**Your assignment**:
An exact copy of the listing is what is needed; please output it in full.

* * * * * * *

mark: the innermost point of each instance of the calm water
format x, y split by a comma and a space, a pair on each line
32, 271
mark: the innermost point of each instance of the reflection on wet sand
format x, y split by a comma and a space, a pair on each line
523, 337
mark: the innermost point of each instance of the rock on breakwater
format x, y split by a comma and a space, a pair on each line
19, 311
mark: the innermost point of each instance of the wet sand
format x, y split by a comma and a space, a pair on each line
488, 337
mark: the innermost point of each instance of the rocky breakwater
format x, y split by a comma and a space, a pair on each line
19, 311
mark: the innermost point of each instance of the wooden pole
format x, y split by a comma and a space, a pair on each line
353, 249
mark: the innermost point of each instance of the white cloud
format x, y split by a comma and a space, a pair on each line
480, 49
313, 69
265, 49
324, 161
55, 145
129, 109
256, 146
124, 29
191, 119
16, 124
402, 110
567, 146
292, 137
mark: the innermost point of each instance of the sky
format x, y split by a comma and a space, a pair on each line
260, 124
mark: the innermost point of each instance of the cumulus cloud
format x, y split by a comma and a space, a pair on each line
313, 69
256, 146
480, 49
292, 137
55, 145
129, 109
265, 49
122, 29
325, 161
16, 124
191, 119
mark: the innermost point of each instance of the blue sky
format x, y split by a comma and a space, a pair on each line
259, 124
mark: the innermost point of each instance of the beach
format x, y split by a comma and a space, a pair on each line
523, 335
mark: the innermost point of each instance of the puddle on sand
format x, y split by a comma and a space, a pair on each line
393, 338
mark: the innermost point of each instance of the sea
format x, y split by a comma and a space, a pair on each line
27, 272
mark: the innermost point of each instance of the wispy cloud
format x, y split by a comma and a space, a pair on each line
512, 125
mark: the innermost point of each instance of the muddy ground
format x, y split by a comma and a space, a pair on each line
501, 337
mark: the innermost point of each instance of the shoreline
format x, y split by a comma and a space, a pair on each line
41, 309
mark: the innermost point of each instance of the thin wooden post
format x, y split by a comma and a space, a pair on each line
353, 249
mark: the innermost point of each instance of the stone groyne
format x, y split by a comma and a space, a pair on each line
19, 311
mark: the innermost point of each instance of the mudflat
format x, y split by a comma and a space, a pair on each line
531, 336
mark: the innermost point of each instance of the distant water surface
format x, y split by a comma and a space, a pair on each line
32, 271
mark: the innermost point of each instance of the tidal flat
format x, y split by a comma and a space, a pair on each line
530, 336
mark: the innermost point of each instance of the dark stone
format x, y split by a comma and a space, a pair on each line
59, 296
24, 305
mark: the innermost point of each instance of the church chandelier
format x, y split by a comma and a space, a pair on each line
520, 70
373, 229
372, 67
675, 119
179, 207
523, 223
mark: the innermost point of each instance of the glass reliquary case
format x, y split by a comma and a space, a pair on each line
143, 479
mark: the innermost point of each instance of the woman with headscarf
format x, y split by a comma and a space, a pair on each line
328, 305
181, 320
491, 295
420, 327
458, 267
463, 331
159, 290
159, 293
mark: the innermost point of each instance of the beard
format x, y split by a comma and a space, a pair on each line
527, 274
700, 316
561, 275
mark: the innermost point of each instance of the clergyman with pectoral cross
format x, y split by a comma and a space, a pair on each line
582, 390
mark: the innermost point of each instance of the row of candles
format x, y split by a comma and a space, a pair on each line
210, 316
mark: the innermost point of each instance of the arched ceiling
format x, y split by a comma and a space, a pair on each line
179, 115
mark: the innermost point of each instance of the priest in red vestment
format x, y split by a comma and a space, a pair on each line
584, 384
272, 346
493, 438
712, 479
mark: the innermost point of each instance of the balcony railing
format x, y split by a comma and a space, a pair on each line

* * * * * * *

**Task answer**:
mark: the innermost point of each instance of the calm water
format x, y split by a comma and a space, a pair on each line
32, 271
mark: the innermost point of each instance of the reflection on wet sand
format x, y split by a comma and a space, a pair on each line
523, 337
mark: the innermost point of each instance of the rock on breakwater
format x, y split by a comma and a space, a pair on each line
19, 311
mark: the innermost point of each instance of the wet sand
format x, y split by a comma and a space, a pair on each line
488, 337
mark: the innermost point of each instance of the rocky breakwater
format x, y split by a comma and a space, a pair on each line
19, 311
mark: the innermost point of each instance of the wooden pole
format x, y split by a comma and a space, a pair on each line
353, 249
mark: the innermost point of each instance of the white cloud
format x, y split by a comma and a space, a pair on each line
480, 49
313, 69
265, 49
324, 161
55, 145
129, 109
256, 146
124, 29
191, 119
16, 124
402, 110
567, 146
292, 137
mark: the innermost point of each instance of the sky
format x, y split by a comma and a space, a pair on each line
260, 124
mark: the innermost point of each instance of the cumulus cloud
format x, y split by a comma and a space, a pair on each line
313, 69
256, 146
480, 49
292, 137
55, 145
129, 109
265, 49
122, 29
325, 161
16, 124
191, 119
mark: the innermost point of each instance of the blue sky
format x, y split by a comma and a space, a pair on each line
259, 124
mark: the innermost point of each instance of the beach
format x, y split by a comma and a space, a pair on each line
523, 335
mark: the innermost point of each instance of the puddle on sand
format x, y split by a comma and a space, a pair on each line
393, 338
mark: the innermost point of each instance of the sea
format x, y split by a comma and a space, a pair on each line
27, 272
mark: the innermost point of each instance of the wispy cloud
format x, y split by a comma and a space, a pair on each line
512, 125
mark: the innermost point of each instance of the muddy ground
format x, y split by a comma and a space, a pair on each line
501, 337
mark: the innermost point of each instance of the shoreline
format x, y split by a comma and a space, a pair on each line
41, 309
mark: the innermost point of each instance of the thin wooden post
format x, y split by a comma and a space, a pair on each line
353, 249
mark: the innermost point of each instance of the stone groyne
format x, y split by a comma and a space, a pair on each line
19, 311
mark: the innermost point of each instance of the mudflat
format x, y split by a comma and a space, a pair on each line
531, 336
mark: the innermost point of each instance of the distant water surface
format x, y split by a comma and a space, a pair on each line
32, 271
mark: the innermost point of each instance of the tidal flat
format x, y split by a comma and a space, a pair on each line
530, 336
mark: the innermost point of each instance of the dark stone
format x, y split by a comma and a space, a pair on each line
59, 296
24, 305
mark: the innermost point of each instance of the church chandelier
format x, y split by a comma and a space, a pair on each line
520, 70
373, 229
372, 67
675, 119
179, 207
523, 223
mark: the innermost point of each instance of the glass reliquary case
format x, y split by a comma and a space, a pair on each line
143, 479
mark: the innermost point of each instance of the woman with headscarf
format x, y split by a comma and a space, a pair on each line
328, 305
181, 320
491, 295
420, 327
458, 267
463, 331
159, 290
159, 293
mark: the innermost point of each instance of the beard
format x, y split by a comma and a space, a pair on each line
527, 274
700, 316
561, 275
mark: the innermost point of each instance of the clergyman with pectoral cross
format x, y split by a comma and a space, a pair on each line
582, 390
mark: the innermost point of each instance of the row of candles
format x, y split by a comma and a space, a pair on each line
210, 316
mark: the innermost point of each instance of the arched ceiling
format x, y split by a comma and a space, a pair on each line
179, 115
mark: the innermost point of each instance of the priest in red vestment
format x, y split by a comma and a space, a pair on each line
584, 384
272, 346
493, 438
712, 479
mark: the innermost point of each instance of the balcony railing
format x, y split by a comma and a space, a pair on each line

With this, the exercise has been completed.